EXERCISE MATERIAL

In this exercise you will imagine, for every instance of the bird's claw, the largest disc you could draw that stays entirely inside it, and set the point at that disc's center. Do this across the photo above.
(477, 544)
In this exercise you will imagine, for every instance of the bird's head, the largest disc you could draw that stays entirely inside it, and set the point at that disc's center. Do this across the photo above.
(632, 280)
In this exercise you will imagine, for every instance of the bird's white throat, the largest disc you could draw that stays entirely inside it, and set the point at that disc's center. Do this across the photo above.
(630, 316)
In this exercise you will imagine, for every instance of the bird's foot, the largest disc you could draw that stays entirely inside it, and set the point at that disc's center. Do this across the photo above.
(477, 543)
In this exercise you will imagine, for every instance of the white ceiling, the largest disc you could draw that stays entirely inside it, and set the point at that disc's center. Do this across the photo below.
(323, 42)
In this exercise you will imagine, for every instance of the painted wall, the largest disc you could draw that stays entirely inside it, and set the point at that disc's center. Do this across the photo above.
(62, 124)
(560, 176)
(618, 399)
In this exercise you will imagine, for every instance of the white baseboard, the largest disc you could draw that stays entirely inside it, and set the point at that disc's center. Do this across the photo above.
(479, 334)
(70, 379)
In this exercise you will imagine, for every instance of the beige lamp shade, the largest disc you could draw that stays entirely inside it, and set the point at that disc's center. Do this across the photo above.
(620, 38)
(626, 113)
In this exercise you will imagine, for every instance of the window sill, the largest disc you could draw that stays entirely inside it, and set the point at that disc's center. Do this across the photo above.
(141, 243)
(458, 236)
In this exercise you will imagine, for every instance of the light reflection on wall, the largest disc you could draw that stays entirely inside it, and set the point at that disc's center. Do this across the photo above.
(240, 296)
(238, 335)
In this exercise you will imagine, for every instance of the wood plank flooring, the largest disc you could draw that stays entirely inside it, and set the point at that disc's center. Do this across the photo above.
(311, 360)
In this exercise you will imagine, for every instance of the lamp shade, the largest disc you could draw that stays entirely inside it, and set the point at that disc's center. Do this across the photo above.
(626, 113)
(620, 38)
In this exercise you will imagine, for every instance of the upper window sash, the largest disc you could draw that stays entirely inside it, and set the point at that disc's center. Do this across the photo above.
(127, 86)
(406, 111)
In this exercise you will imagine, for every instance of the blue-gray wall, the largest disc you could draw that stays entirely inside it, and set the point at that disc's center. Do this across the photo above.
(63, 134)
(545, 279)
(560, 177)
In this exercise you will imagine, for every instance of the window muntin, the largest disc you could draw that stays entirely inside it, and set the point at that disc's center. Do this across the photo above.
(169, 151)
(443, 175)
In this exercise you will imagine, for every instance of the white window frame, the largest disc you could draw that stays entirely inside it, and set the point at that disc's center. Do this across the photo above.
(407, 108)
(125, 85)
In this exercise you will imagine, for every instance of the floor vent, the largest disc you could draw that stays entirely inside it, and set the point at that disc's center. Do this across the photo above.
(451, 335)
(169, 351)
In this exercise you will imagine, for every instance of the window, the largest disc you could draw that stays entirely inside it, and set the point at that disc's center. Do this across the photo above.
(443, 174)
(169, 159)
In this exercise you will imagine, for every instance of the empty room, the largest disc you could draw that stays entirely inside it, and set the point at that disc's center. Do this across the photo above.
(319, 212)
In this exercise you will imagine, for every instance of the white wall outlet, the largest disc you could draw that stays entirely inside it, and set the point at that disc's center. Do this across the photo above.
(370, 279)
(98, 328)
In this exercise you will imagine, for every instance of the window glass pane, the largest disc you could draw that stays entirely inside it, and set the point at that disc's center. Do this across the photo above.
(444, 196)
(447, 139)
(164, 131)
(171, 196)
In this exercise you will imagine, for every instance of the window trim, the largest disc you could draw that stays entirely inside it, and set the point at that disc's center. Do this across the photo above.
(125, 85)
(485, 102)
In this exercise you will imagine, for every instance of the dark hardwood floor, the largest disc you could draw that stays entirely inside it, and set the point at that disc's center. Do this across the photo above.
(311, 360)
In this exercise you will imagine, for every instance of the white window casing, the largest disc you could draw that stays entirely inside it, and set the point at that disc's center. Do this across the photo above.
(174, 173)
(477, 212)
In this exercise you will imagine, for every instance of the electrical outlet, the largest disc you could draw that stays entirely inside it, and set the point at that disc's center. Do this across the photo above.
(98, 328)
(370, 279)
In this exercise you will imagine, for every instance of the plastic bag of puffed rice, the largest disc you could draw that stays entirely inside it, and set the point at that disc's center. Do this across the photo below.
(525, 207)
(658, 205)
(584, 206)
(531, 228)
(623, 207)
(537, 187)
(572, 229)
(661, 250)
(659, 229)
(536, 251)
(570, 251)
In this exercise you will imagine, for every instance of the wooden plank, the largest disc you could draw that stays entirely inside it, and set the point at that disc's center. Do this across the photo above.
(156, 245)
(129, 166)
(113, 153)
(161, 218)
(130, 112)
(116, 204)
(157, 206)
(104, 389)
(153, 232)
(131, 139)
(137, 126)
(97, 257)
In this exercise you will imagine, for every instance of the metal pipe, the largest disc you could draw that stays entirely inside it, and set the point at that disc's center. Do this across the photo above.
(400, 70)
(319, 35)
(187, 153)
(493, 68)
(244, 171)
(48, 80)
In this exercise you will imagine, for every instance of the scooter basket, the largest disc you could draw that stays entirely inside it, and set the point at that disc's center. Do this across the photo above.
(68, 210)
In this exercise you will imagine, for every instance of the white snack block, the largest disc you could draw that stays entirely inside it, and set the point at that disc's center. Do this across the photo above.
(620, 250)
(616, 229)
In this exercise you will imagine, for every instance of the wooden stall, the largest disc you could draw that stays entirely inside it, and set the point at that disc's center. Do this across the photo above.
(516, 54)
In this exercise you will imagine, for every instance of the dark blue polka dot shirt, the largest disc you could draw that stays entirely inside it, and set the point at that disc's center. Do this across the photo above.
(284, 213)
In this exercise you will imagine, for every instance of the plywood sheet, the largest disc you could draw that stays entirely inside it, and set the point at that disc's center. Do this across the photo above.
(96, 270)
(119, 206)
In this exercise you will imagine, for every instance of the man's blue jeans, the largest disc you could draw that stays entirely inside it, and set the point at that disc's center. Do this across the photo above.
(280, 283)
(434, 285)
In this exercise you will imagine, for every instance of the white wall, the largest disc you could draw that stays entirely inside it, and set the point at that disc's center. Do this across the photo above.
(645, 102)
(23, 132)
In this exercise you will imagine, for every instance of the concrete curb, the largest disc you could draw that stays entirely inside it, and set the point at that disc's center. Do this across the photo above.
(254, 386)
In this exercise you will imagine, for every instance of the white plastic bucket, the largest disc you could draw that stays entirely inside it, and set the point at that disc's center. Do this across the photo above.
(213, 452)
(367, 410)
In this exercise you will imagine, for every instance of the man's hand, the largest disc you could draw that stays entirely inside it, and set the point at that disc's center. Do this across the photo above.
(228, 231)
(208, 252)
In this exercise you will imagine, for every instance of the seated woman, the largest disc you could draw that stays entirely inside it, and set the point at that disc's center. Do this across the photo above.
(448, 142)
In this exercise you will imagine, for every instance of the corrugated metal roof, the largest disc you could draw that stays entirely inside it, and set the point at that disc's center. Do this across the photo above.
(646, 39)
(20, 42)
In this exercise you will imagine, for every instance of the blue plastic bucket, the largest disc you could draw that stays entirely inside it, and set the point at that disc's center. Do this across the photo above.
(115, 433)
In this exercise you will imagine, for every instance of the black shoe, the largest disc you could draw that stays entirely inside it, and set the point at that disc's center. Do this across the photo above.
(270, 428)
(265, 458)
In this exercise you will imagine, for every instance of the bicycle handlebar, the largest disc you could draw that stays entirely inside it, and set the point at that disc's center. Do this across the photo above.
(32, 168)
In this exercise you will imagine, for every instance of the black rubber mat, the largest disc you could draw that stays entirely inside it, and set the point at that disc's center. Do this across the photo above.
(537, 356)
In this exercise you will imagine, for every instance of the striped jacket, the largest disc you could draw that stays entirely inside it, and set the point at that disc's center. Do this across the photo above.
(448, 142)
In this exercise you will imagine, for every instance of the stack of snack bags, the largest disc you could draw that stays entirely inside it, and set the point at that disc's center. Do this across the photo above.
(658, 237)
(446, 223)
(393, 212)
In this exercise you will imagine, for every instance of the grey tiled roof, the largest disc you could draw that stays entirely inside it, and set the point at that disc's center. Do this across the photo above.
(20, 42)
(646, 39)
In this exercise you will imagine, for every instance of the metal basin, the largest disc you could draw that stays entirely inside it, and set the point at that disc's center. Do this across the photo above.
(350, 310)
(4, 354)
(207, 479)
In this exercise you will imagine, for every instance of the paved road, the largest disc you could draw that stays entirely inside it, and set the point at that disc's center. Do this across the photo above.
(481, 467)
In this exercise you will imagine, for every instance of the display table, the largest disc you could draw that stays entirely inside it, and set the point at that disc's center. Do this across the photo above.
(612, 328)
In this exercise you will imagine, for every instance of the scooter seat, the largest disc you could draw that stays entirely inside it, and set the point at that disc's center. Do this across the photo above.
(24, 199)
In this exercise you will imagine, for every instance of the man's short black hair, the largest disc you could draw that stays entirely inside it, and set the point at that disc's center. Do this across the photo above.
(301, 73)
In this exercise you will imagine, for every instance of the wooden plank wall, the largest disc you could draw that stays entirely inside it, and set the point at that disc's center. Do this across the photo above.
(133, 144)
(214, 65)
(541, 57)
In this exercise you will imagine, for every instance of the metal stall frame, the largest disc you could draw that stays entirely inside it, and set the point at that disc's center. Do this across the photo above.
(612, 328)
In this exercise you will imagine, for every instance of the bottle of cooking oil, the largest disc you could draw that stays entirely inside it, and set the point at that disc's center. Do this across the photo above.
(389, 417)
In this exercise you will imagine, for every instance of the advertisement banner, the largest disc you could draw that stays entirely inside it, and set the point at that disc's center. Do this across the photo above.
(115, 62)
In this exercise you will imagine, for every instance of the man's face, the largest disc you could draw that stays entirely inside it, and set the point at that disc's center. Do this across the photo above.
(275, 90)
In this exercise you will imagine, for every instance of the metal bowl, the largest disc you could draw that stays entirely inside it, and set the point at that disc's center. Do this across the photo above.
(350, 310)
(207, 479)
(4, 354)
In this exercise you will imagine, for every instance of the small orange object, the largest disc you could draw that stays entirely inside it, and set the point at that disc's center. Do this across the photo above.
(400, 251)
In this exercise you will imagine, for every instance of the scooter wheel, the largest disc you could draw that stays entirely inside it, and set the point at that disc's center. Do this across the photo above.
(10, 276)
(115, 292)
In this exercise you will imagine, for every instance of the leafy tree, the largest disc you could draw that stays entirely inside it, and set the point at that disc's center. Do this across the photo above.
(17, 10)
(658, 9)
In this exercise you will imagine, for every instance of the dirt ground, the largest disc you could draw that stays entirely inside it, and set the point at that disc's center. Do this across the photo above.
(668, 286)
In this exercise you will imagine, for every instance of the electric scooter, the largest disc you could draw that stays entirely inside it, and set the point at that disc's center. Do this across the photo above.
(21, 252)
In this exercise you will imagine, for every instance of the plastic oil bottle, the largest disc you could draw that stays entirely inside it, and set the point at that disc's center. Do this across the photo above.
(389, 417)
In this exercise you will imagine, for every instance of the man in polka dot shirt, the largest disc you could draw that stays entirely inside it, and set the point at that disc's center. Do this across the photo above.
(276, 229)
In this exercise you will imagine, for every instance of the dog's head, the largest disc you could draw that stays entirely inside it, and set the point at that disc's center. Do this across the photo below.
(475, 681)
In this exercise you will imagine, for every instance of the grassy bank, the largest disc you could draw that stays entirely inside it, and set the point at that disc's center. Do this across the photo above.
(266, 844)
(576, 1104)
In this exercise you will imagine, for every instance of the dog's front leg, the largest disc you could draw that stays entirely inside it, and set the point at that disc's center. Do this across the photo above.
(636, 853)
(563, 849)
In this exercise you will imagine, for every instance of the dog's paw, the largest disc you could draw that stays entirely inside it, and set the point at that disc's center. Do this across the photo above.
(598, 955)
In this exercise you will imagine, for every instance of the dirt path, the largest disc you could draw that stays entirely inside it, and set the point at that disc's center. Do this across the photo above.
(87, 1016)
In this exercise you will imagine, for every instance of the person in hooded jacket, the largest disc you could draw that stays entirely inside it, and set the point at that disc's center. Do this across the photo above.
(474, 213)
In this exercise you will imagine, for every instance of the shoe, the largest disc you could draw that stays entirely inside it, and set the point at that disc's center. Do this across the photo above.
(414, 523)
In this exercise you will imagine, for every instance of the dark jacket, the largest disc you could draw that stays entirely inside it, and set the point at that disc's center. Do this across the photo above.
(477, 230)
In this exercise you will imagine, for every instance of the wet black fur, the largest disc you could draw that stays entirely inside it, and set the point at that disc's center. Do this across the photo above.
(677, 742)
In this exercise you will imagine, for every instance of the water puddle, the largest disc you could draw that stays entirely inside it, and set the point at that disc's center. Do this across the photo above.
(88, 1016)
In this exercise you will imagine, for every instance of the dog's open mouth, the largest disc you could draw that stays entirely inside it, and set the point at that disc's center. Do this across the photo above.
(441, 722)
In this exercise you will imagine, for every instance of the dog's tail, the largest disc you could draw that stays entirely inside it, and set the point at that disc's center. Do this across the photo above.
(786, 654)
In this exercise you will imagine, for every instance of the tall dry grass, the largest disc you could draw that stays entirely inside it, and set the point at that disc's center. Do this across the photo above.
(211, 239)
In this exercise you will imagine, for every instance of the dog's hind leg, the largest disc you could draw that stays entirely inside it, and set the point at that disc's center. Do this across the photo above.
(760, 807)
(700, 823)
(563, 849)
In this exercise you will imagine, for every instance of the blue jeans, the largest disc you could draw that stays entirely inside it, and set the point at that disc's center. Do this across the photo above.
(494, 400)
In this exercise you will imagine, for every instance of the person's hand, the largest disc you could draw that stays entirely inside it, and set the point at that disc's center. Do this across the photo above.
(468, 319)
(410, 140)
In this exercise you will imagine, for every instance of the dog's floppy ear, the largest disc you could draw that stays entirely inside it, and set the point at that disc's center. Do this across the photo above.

WHAT IS NEEDED
Copy the lines from the one containing "of the person's" through the end of the records, switching "floppy" to "drooping" and leaving everything else unchanged.

EXPECTED ANSWER
In this exercise you will imagine, for every instance of the person's hand, the largest disc you could draw that stays entirely inside it, and set the point at that disc's center. Do this across the photo above.
(468, 319)
(410, 140)
In this exercise you will imagine, for every instance of the dog's drooping ear, the largest disc you could draw that stays entirely inside it, and set the point at that disc's center. Do this across the photo above.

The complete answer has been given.